Plateforme Traite | Pour une lutte efficace contre la traite humaine
Mardi 10 septembre 2024, la motion 19.3265 «Ressources pour une lutte efficace contre la traite des êtres humains» sera traitée en session parlementaire. La Plateforme Traite a adressé une lettre aux conseiller·ères aux États visant à attirer leur attention sur l’importance de cette proposition parlementaire. Chiffres à l’appui, elle rappelle que le projet politique du nouveau plan d’action contre la traite des êtres humains ne reçoit pas les ressources financières nécessaires à son application. Par ailleurs, elle soulève les «énormes différences cantonales dans la lutte contre la traite des êtres humains».
Alors que plus de 197 nouvelles victimes de traite humaine ont été identifiées en Suisse en 2023 – ce qui élève le total à près de 500 cas -, la motion qui sera discutée à la prochaine session parlementaire apparaît dans toute son actualité. Fin juillet, la Plateforme Traite rappelait déjà ses recommandations du mois de juin, notamment en ce qui concerne les personnes migrantes et réiterait l’appel à mettre en oeuvre les recommandations du Groupe d’experts du Conseil de l’Europe sur la lutte contre la traite des êtres humains (GRETA) :
« Le GRETA estime que les autorités suisses devraient veiller à ce qu’un financement adéquat soit mis à disposition par la Confédération pour agir contre la traite des êtres humains afin de permettre une approche harmonisée de la lutte contre la THB à travers la Suisse […] » [2]
GRETA, Rapport d’évaluation de la Suisse
Vous trouverez ci-dessous la lettre au Conseil des Etats de la Plateforme Traite et le communiqué de presse de la Plateforme Traite, paru le 30 juillet 2024 [1]La Plateforme Traite, Près de 200 victimes de traite d’être humains identifiées en Suisse en 2023.

Énoncé 1
Indiquez si chacune des affirmations suivantes concorde avec le texte sur la motion 19.3265, en répondant par oui ou par non et en citant à l'identique les mots du texte qui tranchent. (a) La motion doit être traitée en session parlementaire le mardi 10 septembre 2024. (b) La lettre de la Plateforme Traite était adressée aux conseillers nationaux. (c) Le communiqué de presse de la Plateforme Traite est paru le 30 juin 2024.

Enregistrements
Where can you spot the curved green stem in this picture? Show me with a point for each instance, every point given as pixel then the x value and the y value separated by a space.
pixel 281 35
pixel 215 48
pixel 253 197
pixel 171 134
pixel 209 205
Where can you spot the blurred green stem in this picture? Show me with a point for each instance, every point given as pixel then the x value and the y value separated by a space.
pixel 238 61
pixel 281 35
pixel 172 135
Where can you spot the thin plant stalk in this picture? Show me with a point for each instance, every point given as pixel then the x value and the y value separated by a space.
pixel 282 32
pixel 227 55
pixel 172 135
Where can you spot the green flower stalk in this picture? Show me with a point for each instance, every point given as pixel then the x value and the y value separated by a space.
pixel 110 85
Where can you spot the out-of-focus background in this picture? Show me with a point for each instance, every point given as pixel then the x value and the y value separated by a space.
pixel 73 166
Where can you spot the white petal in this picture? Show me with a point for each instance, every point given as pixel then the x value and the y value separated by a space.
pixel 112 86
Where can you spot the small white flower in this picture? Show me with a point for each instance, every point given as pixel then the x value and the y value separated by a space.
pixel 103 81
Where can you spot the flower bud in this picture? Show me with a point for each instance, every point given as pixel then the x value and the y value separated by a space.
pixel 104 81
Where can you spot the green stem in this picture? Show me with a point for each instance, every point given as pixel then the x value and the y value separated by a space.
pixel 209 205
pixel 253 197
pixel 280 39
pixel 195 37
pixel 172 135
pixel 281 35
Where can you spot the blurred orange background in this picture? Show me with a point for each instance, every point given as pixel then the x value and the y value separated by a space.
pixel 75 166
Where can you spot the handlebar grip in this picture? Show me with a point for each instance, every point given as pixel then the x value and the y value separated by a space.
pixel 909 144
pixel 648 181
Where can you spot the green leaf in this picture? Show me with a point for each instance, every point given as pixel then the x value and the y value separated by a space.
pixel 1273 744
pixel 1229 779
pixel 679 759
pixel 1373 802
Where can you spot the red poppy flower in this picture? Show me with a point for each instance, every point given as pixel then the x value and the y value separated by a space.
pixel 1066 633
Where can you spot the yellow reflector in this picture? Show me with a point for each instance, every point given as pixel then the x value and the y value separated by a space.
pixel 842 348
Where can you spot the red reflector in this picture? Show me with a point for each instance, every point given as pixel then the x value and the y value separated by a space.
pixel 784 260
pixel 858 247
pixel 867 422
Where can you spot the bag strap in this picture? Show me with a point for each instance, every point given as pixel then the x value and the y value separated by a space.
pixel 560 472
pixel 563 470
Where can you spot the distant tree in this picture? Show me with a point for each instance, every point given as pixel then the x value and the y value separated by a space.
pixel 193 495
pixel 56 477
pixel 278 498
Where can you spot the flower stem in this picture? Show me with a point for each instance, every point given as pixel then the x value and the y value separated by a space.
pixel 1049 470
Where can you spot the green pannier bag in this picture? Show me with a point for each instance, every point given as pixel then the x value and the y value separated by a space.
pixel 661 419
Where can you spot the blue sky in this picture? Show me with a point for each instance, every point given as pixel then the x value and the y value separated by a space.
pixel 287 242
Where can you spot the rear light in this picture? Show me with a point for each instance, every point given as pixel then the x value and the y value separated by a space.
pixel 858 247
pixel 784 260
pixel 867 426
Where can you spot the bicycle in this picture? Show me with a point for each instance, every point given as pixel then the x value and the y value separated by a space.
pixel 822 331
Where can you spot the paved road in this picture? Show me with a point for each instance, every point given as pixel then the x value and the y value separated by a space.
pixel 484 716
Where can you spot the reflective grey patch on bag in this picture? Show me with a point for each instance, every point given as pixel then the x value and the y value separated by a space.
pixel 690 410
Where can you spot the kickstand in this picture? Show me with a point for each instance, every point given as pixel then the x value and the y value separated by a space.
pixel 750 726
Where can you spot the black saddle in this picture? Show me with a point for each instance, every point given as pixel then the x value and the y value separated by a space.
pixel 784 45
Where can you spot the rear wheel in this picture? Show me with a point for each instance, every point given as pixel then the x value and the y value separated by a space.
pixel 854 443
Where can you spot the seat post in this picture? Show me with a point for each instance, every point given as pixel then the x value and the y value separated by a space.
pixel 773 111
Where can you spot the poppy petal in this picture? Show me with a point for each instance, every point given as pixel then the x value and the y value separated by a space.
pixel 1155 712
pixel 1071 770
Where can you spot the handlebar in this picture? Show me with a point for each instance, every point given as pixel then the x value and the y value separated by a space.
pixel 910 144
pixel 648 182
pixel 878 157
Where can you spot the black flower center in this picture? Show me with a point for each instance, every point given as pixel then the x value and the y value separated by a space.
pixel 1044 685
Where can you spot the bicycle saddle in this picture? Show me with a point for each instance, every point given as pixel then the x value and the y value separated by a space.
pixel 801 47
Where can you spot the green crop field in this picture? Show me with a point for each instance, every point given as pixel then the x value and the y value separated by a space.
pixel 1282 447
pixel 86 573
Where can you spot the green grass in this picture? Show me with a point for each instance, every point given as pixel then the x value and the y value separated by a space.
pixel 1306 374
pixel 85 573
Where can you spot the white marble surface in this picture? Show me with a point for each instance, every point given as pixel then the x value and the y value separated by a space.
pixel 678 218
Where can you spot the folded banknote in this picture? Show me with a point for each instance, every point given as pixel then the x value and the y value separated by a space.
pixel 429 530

Énoncé 2
Modifiez, dans les enregistrements, la partie qui commence à la ligne contenant « Where can you spot the rear light » et se termine à celle contenant « pixel 867 426 », bornes comprises. Remplacez-y « rear light » par « tail lamp » sans rien changer d'autre, puis redonnez uniquement ces lignes.

Résultat final 1
(a) Oui : « Mardi 10 septembre 2024, la motion 19.3265 «Ressources pour une lutte efficace contre la traite des êtres humains» sera traitée en session parlementaire ».
(b) Non : « La Plateforme Traite a adressé une lettre aux conseiller·ères aux États ».
(c) Non : « le communiqué de presse de la Plateforme Traite, paru le 30 juillet 2024 ».

Résultat final 2
Where can you spot the tail lamp in this picture? Show me with a point for each instance, every point given as pixel then the x value and the y value separated by a space.
pixel 858 247
pixel 784 260
pixel 867 426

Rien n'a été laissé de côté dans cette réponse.